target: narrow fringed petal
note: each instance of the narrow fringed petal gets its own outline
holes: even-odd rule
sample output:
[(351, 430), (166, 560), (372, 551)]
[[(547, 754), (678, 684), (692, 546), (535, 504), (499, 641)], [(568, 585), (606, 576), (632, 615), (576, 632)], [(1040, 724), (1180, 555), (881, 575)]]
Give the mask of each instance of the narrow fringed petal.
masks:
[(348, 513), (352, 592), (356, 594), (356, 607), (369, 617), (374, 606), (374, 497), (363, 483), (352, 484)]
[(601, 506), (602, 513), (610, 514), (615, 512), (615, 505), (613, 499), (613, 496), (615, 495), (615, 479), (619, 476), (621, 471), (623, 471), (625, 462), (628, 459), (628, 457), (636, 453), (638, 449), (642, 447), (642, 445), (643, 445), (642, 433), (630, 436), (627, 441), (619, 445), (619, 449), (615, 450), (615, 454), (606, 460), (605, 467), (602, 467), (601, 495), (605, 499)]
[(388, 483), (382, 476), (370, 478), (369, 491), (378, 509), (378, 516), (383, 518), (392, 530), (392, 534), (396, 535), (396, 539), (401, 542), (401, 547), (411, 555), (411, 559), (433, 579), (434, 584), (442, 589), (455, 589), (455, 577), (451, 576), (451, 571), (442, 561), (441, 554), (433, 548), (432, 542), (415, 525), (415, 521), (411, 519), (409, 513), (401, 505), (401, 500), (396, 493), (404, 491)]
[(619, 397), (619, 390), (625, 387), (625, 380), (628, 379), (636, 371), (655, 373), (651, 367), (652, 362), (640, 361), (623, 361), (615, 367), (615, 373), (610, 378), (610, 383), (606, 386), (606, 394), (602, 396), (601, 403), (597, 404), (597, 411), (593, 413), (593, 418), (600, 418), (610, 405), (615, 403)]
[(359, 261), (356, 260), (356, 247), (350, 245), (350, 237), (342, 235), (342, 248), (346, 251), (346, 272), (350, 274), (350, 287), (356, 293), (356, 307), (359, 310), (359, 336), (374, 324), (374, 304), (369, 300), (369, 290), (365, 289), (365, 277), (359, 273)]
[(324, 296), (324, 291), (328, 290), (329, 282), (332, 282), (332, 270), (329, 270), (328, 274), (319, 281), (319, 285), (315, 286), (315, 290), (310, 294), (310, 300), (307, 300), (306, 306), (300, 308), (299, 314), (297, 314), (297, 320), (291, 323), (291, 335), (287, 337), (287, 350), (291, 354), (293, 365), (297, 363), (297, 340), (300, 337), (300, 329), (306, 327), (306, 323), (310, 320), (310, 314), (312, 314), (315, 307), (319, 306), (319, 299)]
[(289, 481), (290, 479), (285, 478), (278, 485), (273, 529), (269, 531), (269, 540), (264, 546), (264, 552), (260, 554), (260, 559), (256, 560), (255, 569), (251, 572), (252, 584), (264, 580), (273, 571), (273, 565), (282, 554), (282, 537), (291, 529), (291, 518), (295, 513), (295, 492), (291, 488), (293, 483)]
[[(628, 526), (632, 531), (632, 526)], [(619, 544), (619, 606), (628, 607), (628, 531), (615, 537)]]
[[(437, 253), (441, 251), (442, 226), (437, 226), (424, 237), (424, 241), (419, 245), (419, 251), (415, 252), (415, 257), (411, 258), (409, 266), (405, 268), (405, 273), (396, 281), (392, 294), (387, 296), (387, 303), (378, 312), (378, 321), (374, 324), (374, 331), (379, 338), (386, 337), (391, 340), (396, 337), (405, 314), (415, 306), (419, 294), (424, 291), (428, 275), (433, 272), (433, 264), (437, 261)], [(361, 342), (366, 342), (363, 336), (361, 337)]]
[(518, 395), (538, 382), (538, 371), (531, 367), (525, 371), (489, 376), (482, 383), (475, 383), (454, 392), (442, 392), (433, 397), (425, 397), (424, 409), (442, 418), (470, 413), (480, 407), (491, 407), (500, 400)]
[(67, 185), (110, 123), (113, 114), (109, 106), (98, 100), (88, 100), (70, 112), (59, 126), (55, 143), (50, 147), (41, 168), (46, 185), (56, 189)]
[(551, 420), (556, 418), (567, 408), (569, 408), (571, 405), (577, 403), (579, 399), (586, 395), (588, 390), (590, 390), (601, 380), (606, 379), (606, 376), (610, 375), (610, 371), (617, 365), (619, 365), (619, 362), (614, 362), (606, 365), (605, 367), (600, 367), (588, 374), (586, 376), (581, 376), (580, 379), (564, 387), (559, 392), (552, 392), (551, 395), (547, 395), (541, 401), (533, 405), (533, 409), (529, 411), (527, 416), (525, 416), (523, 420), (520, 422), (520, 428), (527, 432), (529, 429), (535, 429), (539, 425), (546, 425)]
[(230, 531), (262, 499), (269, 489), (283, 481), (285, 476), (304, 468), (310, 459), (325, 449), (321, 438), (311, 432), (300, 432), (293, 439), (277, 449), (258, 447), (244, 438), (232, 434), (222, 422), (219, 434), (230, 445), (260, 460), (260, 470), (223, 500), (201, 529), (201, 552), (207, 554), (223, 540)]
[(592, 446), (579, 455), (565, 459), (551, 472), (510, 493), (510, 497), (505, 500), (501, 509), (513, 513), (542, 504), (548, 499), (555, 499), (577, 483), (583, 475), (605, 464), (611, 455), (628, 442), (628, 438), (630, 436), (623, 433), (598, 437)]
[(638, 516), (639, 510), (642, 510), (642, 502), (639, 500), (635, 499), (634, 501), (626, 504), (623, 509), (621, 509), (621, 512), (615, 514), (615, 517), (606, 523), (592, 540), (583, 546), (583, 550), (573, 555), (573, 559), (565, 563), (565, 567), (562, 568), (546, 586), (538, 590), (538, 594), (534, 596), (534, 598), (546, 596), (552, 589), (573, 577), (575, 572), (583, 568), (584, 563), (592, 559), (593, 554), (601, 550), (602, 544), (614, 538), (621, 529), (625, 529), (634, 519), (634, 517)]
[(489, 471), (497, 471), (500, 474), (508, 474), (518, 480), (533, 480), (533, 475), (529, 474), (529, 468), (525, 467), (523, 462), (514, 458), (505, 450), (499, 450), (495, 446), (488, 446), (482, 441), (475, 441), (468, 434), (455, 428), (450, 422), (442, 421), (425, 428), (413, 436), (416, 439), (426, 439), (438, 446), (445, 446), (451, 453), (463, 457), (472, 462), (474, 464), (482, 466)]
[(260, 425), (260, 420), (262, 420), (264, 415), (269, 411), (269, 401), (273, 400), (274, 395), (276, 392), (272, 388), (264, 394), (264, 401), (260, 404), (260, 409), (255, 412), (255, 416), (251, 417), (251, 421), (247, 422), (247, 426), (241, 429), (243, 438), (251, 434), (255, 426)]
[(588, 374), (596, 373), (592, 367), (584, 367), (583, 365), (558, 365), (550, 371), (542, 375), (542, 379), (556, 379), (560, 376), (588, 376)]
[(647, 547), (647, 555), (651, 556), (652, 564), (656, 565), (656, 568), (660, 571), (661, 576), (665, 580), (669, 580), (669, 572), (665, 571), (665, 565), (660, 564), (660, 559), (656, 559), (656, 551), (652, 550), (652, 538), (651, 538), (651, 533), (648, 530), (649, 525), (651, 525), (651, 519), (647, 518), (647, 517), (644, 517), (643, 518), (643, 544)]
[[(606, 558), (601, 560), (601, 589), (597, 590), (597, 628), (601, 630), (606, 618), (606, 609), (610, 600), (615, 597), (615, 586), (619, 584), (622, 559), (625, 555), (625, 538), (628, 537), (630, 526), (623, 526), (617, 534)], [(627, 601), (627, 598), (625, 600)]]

■ Exercise aim ■
Can you update the material above so that each "narrow fringed petal" reads "slender fringed petal", with nothing else changed?

■ Result below ■
target: slender fringed petal
note: each instance of the slender fringed petal gets its own outline
holes: even-odd rule
sample output:
[(351, 430), (166, 560), (372, 551)]
[[(547, 754), (678, 684), (692, 546), (535, 504), (499, 641)], [(568, 585), (606, 576), (632, 615), (576, 632)], [(1040, 724), (1180, 555), (881, 575)]]
Give the mask of each instance of the slender fringed petal.
masks:
[(348, 513), (352, 592), (356, 594), (356, 607), (369, 617), (374, 606), (374, 497), (363, 483), (352, 484)]
[(601, 506), (602, 513), (610, 514), (615, 512), (615, 505), (613, 499), (613, 496), (615, 495), (615, 479), (619, 476), (621, 471), (623, 471), (625, 462), (628, 459), (628, 457), (636, 453), (638, 449), (642, 447), (642, 445), (643, 445), (642, 433), (630, 436), (627, 441), (619, 445), (619, 449), (615, 450), (615, 454), (606, 460), (605, 467), (602, 467), (601, 495), (605, 499)]
[(388, 483), (382, 476), (370, 478), (369, 491), (378, 509), (378, 516), (383, 518), (392, 530), (392, 534), (396, 535), (396, 539), (401, 542), (401, 547), (411, 555), (411, 559), (433, 579), (434, 584), (442, 589), (455, 589), (455, 577), (451, 576), (451, 571), (442, 561), (441, 554), (433, 548), (432, 542), (415, 525), (415, 521), (411, 519), (409, 513), (401, 505), (401, 500), (396, 493), (404, 491)]
[(619, 397), (619, 390), (625, 387), (625, 380), (628, 379), (636, 371), (655, 373), (651, 367), (652, 362), (640, 361), (623, 361), (615, 367), (615, 373), (610, 378), (610, 383), (606, 386), (606, 394), (602, 396), (601, 403), (597, 404), (597, 411), (593, 413), (593, 418), (600, 418), (610, 405), (615, 403)]
[(359, 261), (356, 260), (356, 247), (350, 245), (350, 237), (342, 235), (342, 248), (346, 251), (346, 272), (350, 274), (350, 287), (356, 293), (356, 307), (359, 310), (359, 336), (374, 324), (374, 304), (369, 300), (369, 290), (365, 289), (365, 277), (359, 273)]
[(324, 296), (324, 291), (328, 290), (329, 282), (332, 282), (332, 270), (329, 270), (328, 274), (319, 281), (319, 285), (315, 286), (315, 290), (310, 294), (310, 300), (307, 300), (306, 306), (300, 308), (299, 314), (297, 314), (297, 320), (291, 323), (291, 335), (287, 337), (287, 350), (291, 354), (293, 365), (297, 363), (297, 340), (300, 337), (300, 329), (306, 327), (306, 323), (310, 320), (310, 314), (312, 314), (315, 307), (319, 306), (319, 299)]
[(289, 481), (290, 479), (285, 478), (278, 485), (273, 529), (269, 531), (269, 540), (264, 546), (264, 552), (260, 554), (260, 559), (256, 560), (255, 569), (251, 572), (252, 584), (264, 580), (273, 571), (273, 565), (282, 554), (282, 537), (291, 529), (291, 518), (295, 513), (295, 492), (291, 488), (293, 483)]
[[(628, 526), (632, 531), (632, 526)], [(619, 544), (619, 606), (628, 607), (628, 531), (615, 537)]]
[[(437, 253), (441, 251), (442, 226), (437, 226), (424, 237), (424, 241), (419, 245), (419, 251), (415, 252), (415, 257), (411, 258), (409, 266), (405, 268), (405, 273), (396, 281), (392, 294), (387, 296), (387, 303), (378, 312), (378, 321), (374, 324), (374, 331), (379, 338), (386, 337), (391, 340), (396, 337), (405, 314), (415, 306), (419, 294), (424, 291), (428, 275), (433, 272), (433, 264), (437, 261)], [(361, 342), (366, 342), (363, 336), (361, 337)]]
[(518, 395), (538, 382), (538, 371), (531, 367), (525, 371), (489, 376), (482, 383), (475, 383), (454, 392), (442, 392), (433, 397), (425, 397), (424, 409), (442, 418), (470, 413), (480, 407), (491, 407), (500, 400)]
[(67, 185), (110, 123), (113, 114), (109, 106), (98, 100), (88, 100), (70, 112), (59, 126), (55, 143), (50, 147), (41, 168), (46, 185), (56, 189)]
[(551, 420), (556, 418), (567, 408), (569, 408), (571, 405), (577, 403), (579, 399), (586, 395), (588, 390), (590, 390), (601, 380), (606, 379), (606, 376), (610, 375), (610, 371), (617, 365), (619, 365), (619, 362), (614, 362), (606, 365), (605, 367), (600, 367), (588, 374), (586, 376), (581, 376), (580, 379), (564, 387), (559, 392), (552, 392), (551, 395), (547, 395), (541, 401), (533, 405), (533, 409), (529, 411), (527, 416), (525, 416), (523, 420), (520, 422), (520, 428), (527, 432), (529, 429), (535, 429), (539, 425), (546, 425)]
[(230, 531), (262, 499), (269, 489), (283, 481), (285, 476), (304, 468), (310, 459), (325, 449), (321, 438), (311, 432), (300, 432), (293, 439), (277, 449), (258, 447), (244, 438), (232, 434), (222, 422), (219, 434), (230, 445), (260, 460), (260, 470), (223, 500), (201, 529), (201, 552), (207, 554), (223, 540)]
[(592, 446), (579, 455), (565, 459), (551, 472), (510, 493), (510, 497), (505, 500), (501, 509), (513, 513), (542, 504), (548, 499), (555, 499), (577, 483), (583, 475), (605, 464), (611, 455), (628, 442), (628, 438), (630, 436), (623, 433), (598, 437)]
[(638, 516), (639, 510), (642, 510), (642, 502), (639, 500), (635, 499), (634, 501), (626, 504), (623, 509), (621, 509), (621, 512), (615, 514), (615, 517), (606, 523), (592, 540), (583, 546), (583, 550), (573, 555), (573, 559), (565, 563), (565, 567), (562, 568), (546, 586), (538, 590), (538, 594), (534, 596), (534, 598), (546, 596), (552, 589), (573, 577), (575, 572), (583, 568), (584, 563), (592, 559), (593, 554), (601, 550), (602, 544), (614, 538), (621, 529), (625, 529), (634, 519), (634, 517)]
[(489, 471), (497, 471), (500, 474), (508, 474), (518, 480), (533, 480), (533, 475), (529, 474), (529, 468), (525, 467), (523, 462), (514, 458), (505, 450), (499, 450), (495, 446), (488, 446), (482, 441), (475, 441), (468, 434), (455, 428), (450, 422), (442, 421), (425, 428), (413, 436), (416, 439), (426, 439), (438, 446), (445, 446), (451, 453), (463, 457), (472, 462), (474, 464), (482, 466)]
[(260, 425), (260, 420), (262, 420), (264, 415), (269, 411), (269, 401), (273, 400), (274, 395), (276, 392), (272, 388), (264, 394), (264, 401), (260, 404), (260, 409), (255, 412), (255, 416), (251, 417), (251, 421), (247, 422), (247, 426), (241, 429), (243, 438), (251, 434), (255, 426)]
[(588, 374), (596, 373), (592, 367), (584, 367), (583, 365), (558, 365), (550, 371), (542, 375), (542, 379), (556, 379), (560, 376), (588, 376)]
[(647, 547), (647, 555), (651, 556), (652, 564), (656, 565), (656, 568), (660, 571), (661, 576), (665, 580), (669, 580), (669, 572), (665, 571), (665, 565), (660, 564), (660, 559), (656, 559), (656, 551), (652, 550), (652, 538), (651, 538), (651, 533), (648, 530), (649, 525), (651, 525), (651, 519), (647, 518), (647, 517), (644, 517), (643, 518), (643, 544)]
[[(606, 558), (601, 560), (601, 589), (597, 590), (597, 628), (601, 630), (606, 618), (606, 609), (610, 600), (615, 597), (615, 586), (619, 584), (622, 559), (625, 555), (625, 538), (628, 537), (630, 526), (623, 526), (617, 534)], [(627, 601), (627, 598), (625, 600)]]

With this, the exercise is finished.